▶ RECORDS SHOWN:
------------------------------------------------------------

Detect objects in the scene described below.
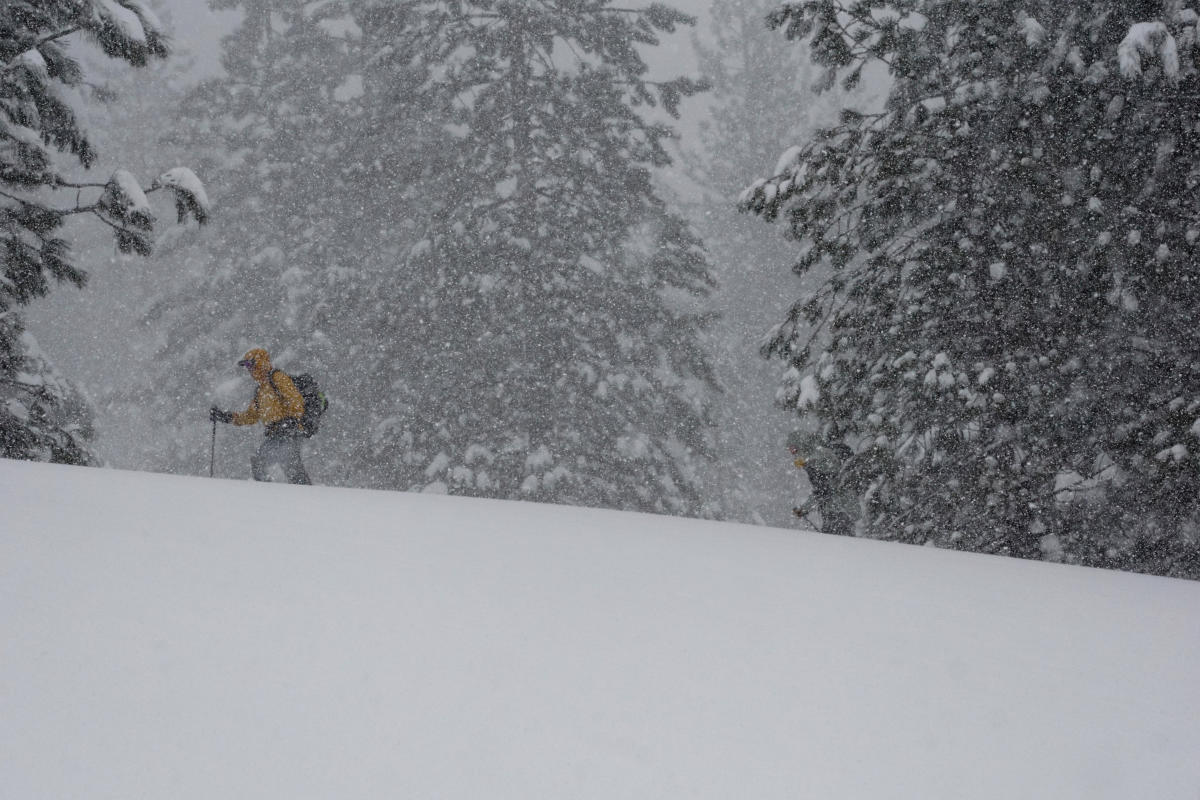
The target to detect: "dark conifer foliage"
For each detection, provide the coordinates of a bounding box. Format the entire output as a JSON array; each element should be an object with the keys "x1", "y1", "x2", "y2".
[
  {"x1": 0, "y1": 0, "x2": 208, "y2": 463},
  {"x1": 144, "y1": 0, "x2": 713, "y2": 513},
  {"x1": 743, "y1": 0, "x2": 1200, "y2": 577},
  {"x1": 350, "y1": 2, "x2": 712, "y2": 513}
]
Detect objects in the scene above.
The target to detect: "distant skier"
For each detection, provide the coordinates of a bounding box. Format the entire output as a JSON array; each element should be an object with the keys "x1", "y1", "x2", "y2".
[
  {"x1": 209, "y1": 348, "x2": 312, "y2": 485},
  {"x1": 787, "y1": 431, "x2": 858, "y2": 536}
]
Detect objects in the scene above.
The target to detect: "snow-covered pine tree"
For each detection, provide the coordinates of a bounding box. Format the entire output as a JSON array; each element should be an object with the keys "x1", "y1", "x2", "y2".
[
  {"x1": 0, "y1": 0, "x2": 206, "y2": 464},
  {"x1": 350, "y1": 0, "x2": 713, "y2": 515},
  {"x1": 674, "y1": 0, "x2": 838, "y2": 525},
  {"x1": 743, "y1": 0, "x2": 1200, "y2": 577},
  {"x1": 129, "y1": 0, "x2": 379, "y2": 483}
]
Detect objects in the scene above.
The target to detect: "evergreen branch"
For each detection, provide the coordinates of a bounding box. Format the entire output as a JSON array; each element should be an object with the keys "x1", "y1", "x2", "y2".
[{"x1": 0, "y1": 25, "x2": 82, "y2": 73}]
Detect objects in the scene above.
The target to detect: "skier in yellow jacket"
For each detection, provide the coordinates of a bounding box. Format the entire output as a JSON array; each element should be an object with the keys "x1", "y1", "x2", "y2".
[{"x1": 209, "y1": 348, "x2": 312, "y2": 485}]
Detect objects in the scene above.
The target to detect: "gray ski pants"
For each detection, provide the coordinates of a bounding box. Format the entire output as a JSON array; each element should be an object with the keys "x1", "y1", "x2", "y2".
[{"x1": 250, "y1": 432, "x2": 312, "y2": 486}]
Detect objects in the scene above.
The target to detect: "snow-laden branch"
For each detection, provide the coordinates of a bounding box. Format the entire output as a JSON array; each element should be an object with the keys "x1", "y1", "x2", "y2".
[{"x1": 1117, "y1": 22, "x2": 1180, "y2": 83}]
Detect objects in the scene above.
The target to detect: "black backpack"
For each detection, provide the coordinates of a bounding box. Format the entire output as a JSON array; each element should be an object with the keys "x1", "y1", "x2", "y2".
[{"x1": 271, "y1": 369, "x2": 329, "y2": 438}]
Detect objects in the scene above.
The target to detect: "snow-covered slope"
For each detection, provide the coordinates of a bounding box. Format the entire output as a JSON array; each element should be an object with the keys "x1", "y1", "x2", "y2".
[{"x1": 0, "y1": 461, "x2": 1200, "y2": 800}]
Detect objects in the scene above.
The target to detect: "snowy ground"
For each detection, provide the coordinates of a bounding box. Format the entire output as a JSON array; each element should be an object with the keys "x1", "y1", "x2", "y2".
[{"x1": 0, "y1": 461, "x2": 1200, "y2": 800}]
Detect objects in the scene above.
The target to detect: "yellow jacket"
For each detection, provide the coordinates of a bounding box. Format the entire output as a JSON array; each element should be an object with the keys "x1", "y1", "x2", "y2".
[{"x1": 233, "y1": 348, "x2": 304, "y2": 427}]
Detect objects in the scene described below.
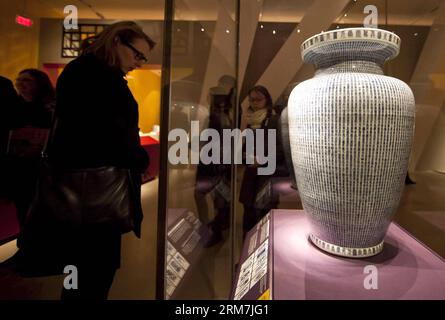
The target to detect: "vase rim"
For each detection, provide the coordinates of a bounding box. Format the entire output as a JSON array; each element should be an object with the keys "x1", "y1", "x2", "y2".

------------------------------------------------------------

Which lines in the rows above contain the string "yellow"? Report each such line in full, treating uppercase and lowercase letters as distinct.

▶ RESPONSE TO THIS TASK:
The target to detect: "skier in yellow jacket"
The target to detect: "yellow jacket"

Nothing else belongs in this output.